■ Instructions for the task ■
Would you copy out the whole listing exactly as given?

■ Data to process ■
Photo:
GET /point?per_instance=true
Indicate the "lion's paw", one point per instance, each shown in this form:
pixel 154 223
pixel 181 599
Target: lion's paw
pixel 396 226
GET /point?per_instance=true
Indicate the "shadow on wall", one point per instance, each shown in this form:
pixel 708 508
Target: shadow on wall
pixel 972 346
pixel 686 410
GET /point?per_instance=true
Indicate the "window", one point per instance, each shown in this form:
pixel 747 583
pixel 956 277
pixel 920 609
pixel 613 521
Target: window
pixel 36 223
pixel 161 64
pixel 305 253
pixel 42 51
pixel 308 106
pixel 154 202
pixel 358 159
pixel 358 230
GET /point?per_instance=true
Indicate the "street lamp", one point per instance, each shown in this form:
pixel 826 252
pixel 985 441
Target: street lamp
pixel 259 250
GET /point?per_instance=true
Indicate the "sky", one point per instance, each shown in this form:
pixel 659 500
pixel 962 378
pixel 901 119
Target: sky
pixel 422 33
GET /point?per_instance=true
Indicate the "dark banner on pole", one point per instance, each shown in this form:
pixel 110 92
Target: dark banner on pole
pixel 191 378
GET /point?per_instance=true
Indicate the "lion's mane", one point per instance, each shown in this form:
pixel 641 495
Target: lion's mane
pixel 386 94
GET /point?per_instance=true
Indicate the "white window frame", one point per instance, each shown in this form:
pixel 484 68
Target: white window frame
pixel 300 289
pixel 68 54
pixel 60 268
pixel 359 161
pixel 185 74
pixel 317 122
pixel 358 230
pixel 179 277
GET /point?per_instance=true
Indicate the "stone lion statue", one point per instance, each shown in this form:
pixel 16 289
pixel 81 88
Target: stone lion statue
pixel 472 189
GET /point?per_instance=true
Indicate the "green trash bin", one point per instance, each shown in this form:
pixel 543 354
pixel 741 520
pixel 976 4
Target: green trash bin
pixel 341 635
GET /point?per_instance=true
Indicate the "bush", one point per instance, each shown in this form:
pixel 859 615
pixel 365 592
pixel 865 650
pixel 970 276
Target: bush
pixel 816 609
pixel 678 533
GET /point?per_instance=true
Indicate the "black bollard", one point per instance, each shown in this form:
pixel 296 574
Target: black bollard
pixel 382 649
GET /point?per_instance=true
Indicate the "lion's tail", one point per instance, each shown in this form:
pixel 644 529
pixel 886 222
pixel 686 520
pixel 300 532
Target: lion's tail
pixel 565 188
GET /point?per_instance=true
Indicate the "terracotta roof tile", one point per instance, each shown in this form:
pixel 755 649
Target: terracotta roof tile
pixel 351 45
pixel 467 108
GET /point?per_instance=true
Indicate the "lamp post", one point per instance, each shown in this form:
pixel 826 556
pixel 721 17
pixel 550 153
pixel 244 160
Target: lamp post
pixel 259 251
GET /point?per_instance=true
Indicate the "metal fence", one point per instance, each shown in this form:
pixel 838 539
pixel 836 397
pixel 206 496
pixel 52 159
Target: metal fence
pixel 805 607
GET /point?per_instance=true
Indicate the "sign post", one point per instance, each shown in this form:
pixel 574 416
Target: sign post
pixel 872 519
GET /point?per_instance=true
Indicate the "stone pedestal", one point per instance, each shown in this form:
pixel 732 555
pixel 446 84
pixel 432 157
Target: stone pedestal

■ Response below ■
Photo:
GET /point?per_instance=true
Indicate the "lion's paw", one point per instance, each shown in this form:
pixel 154 223
pixel 181 599
Target: lion's paw
pixel 396 226
GET /point?per_instance=true
Indicate the "shadow on wall", one point per instance, each shown in this form:
pixel 708 508
Target: shadow on wall
pixel 972 346
pixel 686 410
GET /point?per_instance=true
Indicate the "window", one point per instance, each shown in this form:
pixel 747 583
pixel 956 277
pixel 920 609
pixel 613 521
Target: window
pixel 36 223
pixel 161 64
pixel 305 253
pixel 42 51
pixel 308 106
pixel 154 202
pixel 358 159
pixel 358 230
GET /point?per_instance=true
Indicate the "street lamp", one point per instance, each shown in this form:
pixel 826 252
pixel 985 441
Target: street lamp
pixel 259 250
GET /point?per_instance=true
Indicate the "sky", one point per instance, each shown in this form:
pixel 659 500
pixel 962 378
pixel 901 119
Target: sky
pixel 422 33
GET /point?per_instance=true
Indicate the "dark banner on pole", one point per instance, each shown in this form:
pixel 110 92
Target: dark banner on pole
pixel 191 378
GET /point?per_instance=true
Indicate the "lion's mane", one point per instance, each shown in this form:
pixel 641 495
Target: lion's mane
pixel 386 94
GET /point?per_instance=true
Indicate the "white window frame", one point per instance, each shown in this form:
pixel 484 68
Target: white window frame
pixel 300 289
pixel 68 54
pixel 60 268
pixel 359 161
pixel 185 74
pixel 317 122
pixel 358 230
pixel 179 277
GET /point?per_instance=true
Indicate the "stone lion statue", one point per instance, each shown in this form:
pixel 16 289
pixel 81 88
Target: stone lion statue
pixel 472 189
GET /point?per_instance=true
Indicate the "green trash bin", one point per instance, each shown in this form:
pixel 543 354
pixel 741 520
pixel 976 4
Target: green trash bin
pixel 341 635
GET /point?per_instance=true
Indicate the "bush", one point per instance, each shown in this form:
pixel 859 615
pixel 365 592
pixel 865 650
pixel 970 276
Target: bush
pixel 816 609
pixel 678 533
GET /point?per_instance=true
Indicate the "black bollard", one point per instance, each shown in this form:
pixel 296 574
Target: black bollard
pixel 382 649
GET /point?per_instance=true
Indicate the "lion's tail", one point per instance, each shown in this form:
pixel 644 529
pixel 886 222
pixel 686 520
pixel 300 532
Target: lion's tail
pixel 565 188
GET /point?per_instance=true
Indicate the "terracotta roof tile", one point per instance, each shown in this form:
pixel 755 649
Target: terracotta roof tile
pixel 351 45
pixel 467 108
GET /point?per_instance=true
Indicate the "lamp post", one point per instance, each shown in this form:
pixel 826 556
pixel 721 17
pixel 550 153
pixel 244 160
Target: lamp post
pixel 259 251
GET /point?per_instance=true
Indicate the "metal fence", one point per instance, each shown in this form:
pixel 838 539
pixel 836 397
pixel 206 496
pixel 52 159
Target: metal fence
pixel 805 607
GET /point?per_instance=true
Indicate the "sign post", one point per instance, each shown in this form:
pixel 574 416
Target: sign post
pixel 872 519
GET /point?per_instance=true
Indicate the "stone pedestal", one point per instance, each shown in this form:
pixel 732 555
pixel 446 84
pixel 432 157
Target: stone pedestal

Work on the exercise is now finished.